▸ Aufgabe 1:
Beantworten Sie anhand des Textes über Chromosomenanomalien die folgenden Fragen.
(a) Wie häufig tritt das Turner-Syndrom auf?
(b) Wie viel Prozent der XXY-Menschen werden laut Text überhaupt diagnostiziert?
(c) Welchen Phänotyp haben Menschen mit dem XYY-Syndrom?
▸ Aufgabe 2: Schreiben Sie den Text über Chromosomenanomalien nach seinem letzten Satz weiter.

▸ Quelltext:
========================================================================
Chromosomensatz Bezeichnung Häufigkeit
47, XXY Klinefelter-Syndrom 1:1000
47, XYY XYY-Syndrom 1:1000
47, XXX Triple-X-Syndrom 1:1000
45, X Turner-Syndrom 1:5000

Menschen mit dem Klinefelter-Syndrom (Trisomie) haben trotz der zwei X-Chromosomen einen männlichen Phänotyp (Penis, Hoden), sind aber oft steril und körperlich und geistig beeinträchtigt. Allerdings ist das Krankheitsbild variabel, und man geht davon aus, dass nur 25% der XXY-Menschen überhaupt diagnostiziert werden.

Menschen mit dem XYY-Syndrom (Trisomie) haben einen normal ausgeprägten männlichen Phänotyp. Da auf dem Y-Chromosom nur wenige Gene liegen, wirkt sich ein zusätzliches Y-Chromosom nicht besonders gravierend auf den Phänotyp aus.
========================================================================
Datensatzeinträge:
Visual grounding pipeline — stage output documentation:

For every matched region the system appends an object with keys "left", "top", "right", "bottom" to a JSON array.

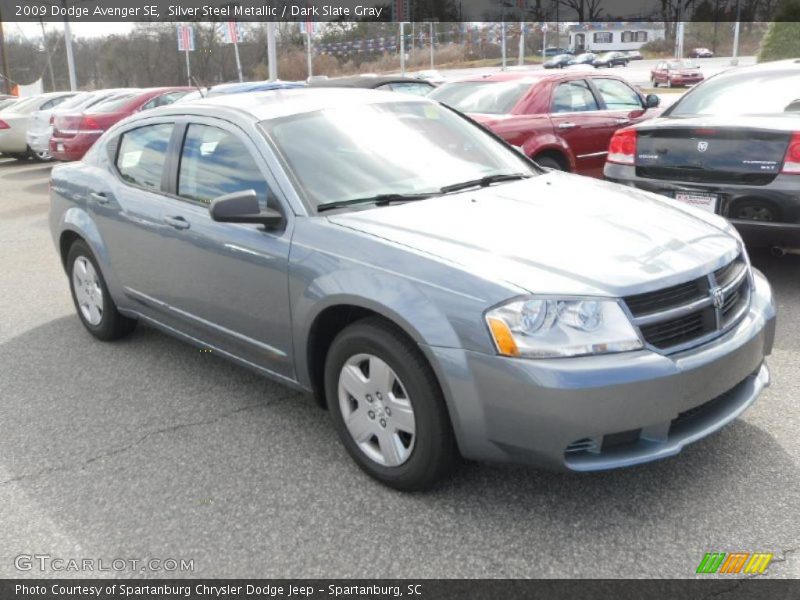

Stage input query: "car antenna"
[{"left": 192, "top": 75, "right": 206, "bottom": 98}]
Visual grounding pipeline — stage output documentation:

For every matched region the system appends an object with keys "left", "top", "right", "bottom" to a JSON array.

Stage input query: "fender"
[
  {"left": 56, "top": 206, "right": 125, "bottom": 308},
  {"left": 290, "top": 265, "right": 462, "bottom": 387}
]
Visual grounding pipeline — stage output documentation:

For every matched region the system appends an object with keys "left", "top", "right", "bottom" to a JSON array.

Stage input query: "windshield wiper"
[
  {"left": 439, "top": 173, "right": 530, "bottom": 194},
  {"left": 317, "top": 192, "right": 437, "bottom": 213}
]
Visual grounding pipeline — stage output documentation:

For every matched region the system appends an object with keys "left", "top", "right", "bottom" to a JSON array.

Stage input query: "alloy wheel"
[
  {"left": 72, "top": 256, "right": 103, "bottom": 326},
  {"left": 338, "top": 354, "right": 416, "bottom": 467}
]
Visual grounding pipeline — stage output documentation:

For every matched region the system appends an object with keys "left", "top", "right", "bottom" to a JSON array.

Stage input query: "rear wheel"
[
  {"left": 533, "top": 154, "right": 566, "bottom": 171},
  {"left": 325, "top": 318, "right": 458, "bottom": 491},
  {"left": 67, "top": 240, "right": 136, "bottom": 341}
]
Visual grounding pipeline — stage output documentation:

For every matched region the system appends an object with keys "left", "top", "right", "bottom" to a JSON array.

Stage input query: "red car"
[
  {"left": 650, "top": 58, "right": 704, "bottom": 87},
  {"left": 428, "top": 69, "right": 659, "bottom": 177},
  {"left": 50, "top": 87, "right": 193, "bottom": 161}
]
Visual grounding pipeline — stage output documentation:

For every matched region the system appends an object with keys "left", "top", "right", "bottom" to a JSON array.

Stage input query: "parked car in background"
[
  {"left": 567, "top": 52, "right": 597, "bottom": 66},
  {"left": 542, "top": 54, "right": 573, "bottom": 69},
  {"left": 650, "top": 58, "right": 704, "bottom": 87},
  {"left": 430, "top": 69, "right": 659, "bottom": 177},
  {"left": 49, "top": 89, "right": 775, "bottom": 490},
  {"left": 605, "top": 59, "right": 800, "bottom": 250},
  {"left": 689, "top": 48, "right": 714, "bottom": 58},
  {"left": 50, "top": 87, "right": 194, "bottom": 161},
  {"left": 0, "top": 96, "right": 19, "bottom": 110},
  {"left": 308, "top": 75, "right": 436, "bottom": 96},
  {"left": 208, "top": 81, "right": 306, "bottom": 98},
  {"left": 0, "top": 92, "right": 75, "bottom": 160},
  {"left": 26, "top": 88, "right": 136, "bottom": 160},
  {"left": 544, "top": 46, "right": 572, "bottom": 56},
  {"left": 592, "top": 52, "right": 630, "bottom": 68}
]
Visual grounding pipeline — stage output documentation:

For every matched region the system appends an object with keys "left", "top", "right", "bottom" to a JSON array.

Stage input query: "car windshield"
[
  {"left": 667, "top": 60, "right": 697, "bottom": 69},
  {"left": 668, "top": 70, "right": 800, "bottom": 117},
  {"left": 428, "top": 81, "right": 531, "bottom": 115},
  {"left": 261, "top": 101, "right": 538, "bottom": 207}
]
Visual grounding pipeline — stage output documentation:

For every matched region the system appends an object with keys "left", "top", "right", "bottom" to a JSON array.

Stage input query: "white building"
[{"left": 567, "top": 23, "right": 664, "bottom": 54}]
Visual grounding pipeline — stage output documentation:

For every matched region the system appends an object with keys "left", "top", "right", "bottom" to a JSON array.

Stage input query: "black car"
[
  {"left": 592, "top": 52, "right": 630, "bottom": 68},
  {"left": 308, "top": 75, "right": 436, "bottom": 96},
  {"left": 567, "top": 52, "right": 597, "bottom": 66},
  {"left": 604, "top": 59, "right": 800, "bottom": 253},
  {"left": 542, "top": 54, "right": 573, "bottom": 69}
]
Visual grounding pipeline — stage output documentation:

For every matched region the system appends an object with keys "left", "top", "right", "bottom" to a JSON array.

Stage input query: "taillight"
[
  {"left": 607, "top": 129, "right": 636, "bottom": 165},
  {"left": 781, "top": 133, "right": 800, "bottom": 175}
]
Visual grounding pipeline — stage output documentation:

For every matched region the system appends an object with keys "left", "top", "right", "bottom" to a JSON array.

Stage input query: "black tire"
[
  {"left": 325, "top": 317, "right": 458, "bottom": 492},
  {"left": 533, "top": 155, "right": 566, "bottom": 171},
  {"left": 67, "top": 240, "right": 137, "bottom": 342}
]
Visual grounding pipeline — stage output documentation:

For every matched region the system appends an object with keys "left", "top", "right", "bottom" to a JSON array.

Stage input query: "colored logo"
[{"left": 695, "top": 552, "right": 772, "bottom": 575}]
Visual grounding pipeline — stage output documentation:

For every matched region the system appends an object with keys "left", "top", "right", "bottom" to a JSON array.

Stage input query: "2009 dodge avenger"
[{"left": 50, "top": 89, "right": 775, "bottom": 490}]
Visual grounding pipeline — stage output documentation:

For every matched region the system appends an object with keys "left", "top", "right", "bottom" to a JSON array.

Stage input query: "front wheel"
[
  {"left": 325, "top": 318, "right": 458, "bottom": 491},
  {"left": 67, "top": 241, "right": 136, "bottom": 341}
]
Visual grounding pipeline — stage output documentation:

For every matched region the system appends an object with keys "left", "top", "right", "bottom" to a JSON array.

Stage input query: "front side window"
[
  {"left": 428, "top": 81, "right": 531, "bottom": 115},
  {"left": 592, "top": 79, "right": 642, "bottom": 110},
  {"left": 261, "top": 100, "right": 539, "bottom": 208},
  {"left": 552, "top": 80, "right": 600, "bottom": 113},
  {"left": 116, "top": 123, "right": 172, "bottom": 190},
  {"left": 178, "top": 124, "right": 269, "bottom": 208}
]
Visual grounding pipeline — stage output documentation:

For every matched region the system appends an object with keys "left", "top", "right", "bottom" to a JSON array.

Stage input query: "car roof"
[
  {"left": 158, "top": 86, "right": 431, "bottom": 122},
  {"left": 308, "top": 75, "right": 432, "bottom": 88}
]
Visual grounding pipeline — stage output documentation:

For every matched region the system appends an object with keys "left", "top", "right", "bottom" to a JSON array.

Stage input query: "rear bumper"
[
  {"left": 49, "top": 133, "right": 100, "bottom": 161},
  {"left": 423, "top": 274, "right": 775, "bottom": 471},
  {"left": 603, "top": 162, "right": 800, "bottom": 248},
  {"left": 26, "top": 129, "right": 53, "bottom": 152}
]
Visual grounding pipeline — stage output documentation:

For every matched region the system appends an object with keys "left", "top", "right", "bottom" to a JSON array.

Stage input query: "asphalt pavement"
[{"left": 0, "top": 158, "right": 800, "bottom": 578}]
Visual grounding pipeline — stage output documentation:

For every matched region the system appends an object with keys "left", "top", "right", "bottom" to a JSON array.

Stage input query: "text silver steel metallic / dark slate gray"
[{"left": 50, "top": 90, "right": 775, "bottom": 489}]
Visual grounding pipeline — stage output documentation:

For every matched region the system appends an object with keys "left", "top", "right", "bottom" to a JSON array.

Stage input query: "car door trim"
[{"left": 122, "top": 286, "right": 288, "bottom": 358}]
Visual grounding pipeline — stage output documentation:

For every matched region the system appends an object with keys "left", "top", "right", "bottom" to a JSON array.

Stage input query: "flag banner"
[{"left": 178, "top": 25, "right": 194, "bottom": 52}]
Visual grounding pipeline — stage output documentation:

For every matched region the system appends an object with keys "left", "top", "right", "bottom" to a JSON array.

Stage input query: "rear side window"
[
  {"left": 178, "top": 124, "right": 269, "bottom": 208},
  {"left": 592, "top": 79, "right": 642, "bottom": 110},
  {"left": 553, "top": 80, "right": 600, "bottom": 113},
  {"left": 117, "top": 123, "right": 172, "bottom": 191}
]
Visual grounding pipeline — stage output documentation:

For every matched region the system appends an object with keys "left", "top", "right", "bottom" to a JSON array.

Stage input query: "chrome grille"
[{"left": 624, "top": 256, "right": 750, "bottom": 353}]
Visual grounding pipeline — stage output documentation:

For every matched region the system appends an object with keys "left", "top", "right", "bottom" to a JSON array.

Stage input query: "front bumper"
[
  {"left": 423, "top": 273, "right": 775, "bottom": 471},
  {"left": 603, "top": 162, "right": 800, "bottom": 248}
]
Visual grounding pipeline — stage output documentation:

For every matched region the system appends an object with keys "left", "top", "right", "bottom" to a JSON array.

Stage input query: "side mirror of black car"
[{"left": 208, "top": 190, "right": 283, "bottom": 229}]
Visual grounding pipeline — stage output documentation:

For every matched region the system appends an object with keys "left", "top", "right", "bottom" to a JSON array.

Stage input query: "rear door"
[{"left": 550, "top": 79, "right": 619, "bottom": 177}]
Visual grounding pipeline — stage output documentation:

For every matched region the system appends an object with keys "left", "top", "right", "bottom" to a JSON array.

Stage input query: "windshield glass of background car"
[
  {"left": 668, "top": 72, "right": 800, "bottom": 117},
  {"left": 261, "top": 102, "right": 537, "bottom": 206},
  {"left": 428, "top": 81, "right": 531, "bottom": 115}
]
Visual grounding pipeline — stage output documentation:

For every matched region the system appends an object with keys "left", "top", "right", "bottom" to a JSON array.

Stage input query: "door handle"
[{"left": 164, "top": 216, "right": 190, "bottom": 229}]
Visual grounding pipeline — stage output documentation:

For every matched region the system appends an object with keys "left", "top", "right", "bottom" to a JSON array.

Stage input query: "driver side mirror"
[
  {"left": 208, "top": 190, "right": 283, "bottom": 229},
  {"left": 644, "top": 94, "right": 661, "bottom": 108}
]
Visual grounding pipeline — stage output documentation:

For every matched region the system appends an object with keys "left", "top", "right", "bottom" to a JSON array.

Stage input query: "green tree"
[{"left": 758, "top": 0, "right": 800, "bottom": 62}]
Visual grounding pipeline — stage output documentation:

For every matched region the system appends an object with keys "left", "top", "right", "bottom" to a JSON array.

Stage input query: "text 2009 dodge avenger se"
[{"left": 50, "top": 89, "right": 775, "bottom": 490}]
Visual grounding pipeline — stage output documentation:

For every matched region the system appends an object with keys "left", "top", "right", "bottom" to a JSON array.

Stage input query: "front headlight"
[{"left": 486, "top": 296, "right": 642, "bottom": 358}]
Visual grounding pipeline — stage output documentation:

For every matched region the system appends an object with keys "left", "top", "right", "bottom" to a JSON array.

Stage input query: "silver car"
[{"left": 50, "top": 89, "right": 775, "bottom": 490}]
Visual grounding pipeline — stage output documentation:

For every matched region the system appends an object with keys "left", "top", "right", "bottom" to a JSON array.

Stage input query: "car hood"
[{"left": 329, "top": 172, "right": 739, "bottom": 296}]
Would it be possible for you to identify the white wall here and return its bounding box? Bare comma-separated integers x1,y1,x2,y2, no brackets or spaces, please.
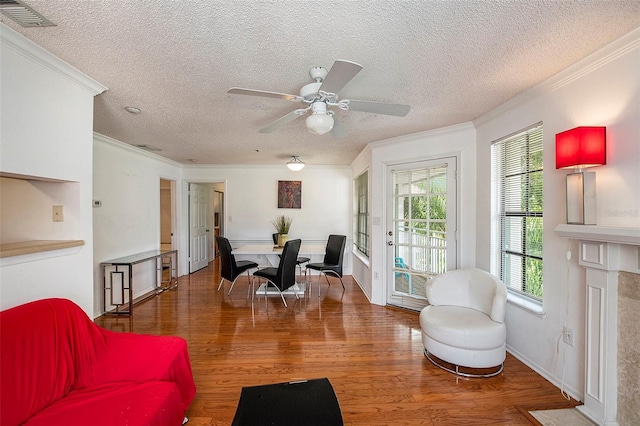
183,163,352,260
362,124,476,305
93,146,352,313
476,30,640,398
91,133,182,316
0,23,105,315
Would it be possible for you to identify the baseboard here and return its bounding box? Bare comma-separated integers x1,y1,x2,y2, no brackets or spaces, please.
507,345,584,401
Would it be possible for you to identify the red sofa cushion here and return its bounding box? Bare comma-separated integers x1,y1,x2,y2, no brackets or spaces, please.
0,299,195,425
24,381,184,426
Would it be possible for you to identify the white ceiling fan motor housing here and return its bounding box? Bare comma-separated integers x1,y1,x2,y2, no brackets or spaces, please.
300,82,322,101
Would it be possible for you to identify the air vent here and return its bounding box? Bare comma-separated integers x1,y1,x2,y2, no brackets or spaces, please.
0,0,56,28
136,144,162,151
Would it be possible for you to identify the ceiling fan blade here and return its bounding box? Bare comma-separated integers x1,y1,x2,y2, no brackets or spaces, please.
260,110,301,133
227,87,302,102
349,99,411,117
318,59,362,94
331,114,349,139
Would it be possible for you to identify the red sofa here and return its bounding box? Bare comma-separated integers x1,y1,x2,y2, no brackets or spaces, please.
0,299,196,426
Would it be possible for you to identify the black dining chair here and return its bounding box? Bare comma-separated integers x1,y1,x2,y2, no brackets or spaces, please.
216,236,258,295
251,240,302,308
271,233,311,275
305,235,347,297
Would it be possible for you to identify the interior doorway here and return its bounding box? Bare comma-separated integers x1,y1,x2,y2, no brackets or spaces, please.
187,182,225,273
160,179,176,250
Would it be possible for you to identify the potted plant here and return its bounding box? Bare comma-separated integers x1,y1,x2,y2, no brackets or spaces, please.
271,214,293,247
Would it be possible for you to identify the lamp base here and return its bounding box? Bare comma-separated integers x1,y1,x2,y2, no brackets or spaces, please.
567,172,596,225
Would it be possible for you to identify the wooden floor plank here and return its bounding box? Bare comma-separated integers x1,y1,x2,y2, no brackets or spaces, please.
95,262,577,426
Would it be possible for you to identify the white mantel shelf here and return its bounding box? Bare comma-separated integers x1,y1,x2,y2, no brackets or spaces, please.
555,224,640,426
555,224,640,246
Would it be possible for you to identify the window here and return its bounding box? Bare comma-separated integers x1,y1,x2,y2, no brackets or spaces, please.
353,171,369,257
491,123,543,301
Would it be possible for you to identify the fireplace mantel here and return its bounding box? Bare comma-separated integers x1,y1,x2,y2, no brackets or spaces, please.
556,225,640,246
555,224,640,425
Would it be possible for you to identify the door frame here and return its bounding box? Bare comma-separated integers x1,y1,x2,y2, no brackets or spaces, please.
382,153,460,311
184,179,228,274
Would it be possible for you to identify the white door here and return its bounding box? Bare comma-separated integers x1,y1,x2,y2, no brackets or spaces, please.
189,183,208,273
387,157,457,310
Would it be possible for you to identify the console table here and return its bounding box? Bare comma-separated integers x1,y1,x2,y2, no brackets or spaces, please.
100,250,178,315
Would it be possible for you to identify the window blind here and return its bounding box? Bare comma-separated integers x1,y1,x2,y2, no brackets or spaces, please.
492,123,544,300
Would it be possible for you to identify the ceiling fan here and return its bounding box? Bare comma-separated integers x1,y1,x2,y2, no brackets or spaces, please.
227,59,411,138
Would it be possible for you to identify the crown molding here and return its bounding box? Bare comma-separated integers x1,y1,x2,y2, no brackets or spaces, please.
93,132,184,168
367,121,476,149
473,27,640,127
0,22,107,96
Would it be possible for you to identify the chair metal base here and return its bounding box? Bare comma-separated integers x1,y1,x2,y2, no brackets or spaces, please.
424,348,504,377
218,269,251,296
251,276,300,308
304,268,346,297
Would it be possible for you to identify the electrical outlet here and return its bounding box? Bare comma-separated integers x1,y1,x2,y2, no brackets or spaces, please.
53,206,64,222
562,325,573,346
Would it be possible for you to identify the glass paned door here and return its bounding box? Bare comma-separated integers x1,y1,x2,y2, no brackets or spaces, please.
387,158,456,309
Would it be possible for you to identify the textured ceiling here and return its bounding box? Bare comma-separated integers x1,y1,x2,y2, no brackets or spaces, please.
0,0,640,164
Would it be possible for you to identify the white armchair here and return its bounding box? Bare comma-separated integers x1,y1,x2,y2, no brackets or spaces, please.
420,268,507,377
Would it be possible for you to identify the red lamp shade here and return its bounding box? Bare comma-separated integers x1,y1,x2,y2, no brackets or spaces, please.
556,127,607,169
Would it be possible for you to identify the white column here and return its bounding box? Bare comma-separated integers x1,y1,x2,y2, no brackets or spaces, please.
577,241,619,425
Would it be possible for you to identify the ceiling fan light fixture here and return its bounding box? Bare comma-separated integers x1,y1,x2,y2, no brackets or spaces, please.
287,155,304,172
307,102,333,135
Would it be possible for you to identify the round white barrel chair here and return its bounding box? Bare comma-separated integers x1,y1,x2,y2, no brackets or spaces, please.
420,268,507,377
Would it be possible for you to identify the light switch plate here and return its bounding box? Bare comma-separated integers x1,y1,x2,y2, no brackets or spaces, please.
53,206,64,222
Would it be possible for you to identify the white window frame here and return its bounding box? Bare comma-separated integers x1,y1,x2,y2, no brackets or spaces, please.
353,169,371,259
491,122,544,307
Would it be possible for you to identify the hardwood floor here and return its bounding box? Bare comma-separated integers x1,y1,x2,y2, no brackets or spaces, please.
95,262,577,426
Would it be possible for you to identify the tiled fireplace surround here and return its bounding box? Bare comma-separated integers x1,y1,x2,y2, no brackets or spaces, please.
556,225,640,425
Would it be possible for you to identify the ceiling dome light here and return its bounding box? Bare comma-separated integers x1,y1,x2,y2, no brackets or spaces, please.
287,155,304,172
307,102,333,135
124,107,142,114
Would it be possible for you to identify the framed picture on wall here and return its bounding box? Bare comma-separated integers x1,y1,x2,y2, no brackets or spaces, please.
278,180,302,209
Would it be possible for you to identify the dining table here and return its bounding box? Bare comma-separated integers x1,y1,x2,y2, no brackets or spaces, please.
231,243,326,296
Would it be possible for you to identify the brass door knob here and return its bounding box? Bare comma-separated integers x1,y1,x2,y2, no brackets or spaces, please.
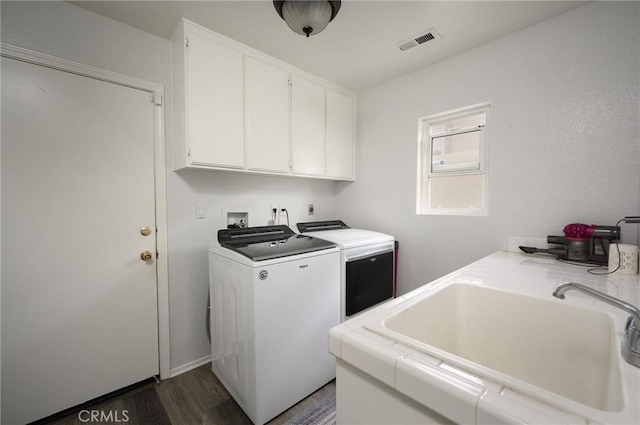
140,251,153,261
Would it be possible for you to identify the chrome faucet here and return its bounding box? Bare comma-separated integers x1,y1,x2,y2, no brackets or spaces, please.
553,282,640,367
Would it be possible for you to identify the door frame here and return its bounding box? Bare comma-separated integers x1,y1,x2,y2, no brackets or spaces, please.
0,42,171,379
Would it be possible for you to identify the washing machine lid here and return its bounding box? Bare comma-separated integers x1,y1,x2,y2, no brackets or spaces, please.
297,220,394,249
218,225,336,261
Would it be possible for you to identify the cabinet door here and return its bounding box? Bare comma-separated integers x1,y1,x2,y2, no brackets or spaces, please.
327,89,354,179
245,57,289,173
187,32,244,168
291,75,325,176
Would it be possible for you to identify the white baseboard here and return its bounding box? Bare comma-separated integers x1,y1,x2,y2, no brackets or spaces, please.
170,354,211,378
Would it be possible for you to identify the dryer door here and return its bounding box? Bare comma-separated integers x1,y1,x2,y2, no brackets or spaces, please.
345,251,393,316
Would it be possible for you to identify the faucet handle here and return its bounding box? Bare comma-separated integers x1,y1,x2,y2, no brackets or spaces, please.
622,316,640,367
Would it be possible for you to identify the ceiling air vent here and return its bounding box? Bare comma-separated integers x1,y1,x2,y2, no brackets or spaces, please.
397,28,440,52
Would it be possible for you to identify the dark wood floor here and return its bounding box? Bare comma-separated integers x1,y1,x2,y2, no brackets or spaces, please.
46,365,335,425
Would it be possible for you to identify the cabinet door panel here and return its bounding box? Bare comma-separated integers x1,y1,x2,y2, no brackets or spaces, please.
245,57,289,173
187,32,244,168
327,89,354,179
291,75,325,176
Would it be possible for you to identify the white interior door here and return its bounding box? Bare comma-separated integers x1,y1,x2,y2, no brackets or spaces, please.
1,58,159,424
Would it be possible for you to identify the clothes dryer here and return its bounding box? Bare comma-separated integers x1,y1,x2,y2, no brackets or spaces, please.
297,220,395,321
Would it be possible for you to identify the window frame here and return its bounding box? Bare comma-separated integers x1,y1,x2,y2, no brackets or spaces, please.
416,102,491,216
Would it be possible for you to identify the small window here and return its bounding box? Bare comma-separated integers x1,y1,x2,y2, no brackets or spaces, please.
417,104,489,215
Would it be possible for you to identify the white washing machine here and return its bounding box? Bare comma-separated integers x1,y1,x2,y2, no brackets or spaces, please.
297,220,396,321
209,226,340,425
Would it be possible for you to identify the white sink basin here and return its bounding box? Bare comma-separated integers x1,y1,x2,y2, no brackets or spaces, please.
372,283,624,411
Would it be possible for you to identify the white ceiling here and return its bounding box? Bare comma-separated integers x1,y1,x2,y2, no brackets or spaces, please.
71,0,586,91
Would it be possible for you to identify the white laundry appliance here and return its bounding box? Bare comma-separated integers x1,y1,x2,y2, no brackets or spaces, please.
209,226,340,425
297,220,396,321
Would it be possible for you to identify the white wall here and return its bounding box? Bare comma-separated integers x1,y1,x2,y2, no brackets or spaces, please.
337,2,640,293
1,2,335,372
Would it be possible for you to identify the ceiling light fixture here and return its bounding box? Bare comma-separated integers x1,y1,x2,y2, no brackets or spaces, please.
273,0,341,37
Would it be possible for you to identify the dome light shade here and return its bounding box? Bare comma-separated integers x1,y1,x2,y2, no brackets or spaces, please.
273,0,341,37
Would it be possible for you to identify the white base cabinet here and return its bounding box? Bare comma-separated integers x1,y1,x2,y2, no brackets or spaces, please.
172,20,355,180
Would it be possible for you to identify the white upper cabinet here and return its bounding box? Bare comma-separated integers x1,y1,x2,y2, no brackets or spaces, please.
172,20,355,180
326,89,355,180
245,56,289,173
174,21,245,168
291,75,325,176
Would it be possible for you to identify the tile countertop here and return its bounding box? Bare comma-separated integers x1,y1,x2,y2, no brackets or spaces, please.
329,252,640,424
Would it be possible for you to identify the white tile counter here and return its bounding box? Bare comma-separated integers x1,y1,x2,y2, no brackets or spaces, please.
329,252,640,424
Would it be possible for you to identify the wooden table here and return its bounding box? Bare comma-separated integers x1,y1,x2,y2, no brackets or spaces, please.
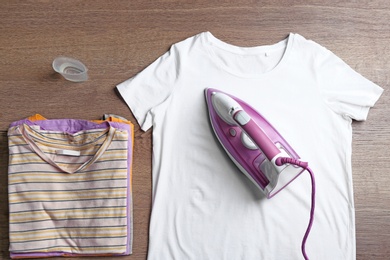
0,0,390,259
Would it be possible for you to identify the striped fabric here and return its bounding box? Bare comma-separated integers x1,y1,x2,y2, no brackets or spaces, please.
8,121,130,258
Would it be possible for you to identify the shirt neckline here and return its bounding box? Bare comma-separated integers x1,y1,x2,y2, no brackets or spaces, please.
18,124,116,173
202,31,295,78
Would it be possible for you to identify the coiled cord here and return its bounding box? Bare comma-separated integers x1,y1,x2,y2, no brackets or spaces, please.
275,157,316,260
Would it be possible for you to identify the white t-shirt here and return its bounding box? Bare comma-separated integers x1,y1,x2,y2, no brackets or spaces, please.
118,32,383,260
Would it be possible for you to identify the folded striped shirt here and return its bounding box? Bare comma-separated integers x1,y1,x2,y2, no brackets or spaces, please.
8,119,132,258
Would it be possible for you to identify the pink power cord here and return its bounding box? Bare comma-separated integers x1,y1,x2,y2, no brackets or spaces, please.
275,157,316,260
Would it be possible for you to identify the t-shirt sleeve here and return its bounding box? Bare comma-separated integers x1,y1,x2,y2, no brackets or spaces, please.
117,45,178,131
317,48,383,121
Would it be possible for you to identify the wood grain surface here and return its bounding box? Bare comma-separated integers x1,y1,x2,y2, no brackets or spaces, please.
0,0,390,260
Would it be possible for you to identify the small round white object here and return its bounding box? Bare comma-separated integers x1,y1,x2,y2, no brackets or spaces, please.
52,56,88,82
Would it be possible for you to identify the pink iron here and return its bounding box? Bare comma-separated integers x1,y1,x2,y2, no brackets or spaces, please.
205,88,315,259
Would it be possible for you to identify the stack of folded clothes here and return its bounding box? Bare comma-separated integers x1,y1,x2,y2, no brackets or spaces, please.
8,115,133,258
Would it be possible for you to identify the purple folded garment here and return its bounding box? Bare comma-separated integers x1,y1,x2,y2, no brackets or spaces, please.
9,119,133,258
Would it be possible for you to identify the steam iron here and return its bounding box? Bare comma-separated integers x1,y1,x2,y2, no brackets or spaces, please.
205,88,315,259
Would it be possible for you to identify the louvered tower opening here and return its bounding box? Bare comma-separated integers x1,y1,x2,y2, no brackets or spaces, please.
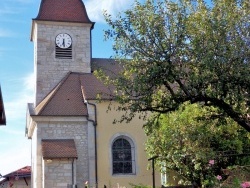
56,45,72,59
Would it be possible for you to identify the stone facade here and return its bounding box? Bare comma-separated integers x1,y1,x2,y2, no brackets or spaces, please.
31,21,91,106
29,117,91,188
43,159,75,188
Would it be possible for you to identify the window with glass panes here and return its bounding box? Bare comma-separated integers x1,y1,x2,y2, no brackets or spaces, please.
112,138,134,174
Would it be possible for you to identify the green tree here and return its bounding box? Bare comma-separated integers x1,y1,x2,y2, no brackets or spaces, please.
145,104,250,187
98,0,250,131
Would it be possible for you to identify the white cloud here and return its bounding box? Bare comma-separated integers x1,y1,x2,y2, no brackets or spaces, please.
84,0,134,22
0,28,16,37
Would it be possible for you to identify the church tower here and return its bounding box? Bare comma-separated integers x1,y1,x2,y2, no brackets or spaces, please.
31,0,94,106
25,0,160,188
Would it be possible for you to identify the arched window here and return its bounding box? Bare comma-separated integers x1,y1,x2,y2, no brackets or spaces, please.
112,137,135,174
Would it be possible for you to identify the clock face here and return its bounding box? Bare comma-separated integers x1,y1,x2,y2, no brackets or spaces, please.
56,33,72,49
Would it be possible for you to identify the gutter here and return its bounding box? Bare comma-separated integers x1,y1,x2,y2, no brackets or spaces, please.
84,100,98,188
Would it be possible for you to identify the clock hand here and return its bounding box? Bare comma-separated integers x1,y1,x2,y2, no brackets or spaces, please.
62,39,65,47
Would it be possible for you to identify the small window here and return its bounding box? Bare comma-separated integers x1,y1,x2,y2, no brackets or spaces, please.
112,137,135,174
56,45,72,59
========================================================================
▸ Antwort 1:
(a) 1:5000
(b) 25 %
(c) Einen normal ausgeprägten männlichen Phänotyp.

▸ Antwort 2:
Auch ein zusätzliches X-Chromosom (Triple-X-Syndrom) (Trisomie) hat meistens keine besonders gravierenden Auswirkungen für die Trägerin, außer vielleicht "gelegentlich auftretender Veranlagung zu mentaler Retardation" [Graw 2021, S. 747] .

Das Turner-Syndrom (Monosomie) ist recht selten. Der Phänotyp ist weiblich, "hat aber das Ausbleiben sexueller Reifung und damit Sterilität zur Folge" [Graw 2021, S. 747] . Dieses Syndrom ist eine Folge der Befruchtung mit einem Spermium, dem ein Geschlechtschromosom fehlt.

Polyploidien in der Pflanzenzucht

Polyploidisierung

Unter diesem Begriff versteht man die Vervielfachung des ganzen Chromosomensatzes, vor allem eine Verdopplung (2 n → 4n), Verdreifachung (2 n → 6n) oder Vervierfachung (2 n → 8n).

Werden nur ein oder ein paar Chromosomen vervielfacht, spricht man dagegen von einer Aneuploidisierung. Trisomien und Monosomien sind bekannte Beispiele für solche Aneuploidisierungen.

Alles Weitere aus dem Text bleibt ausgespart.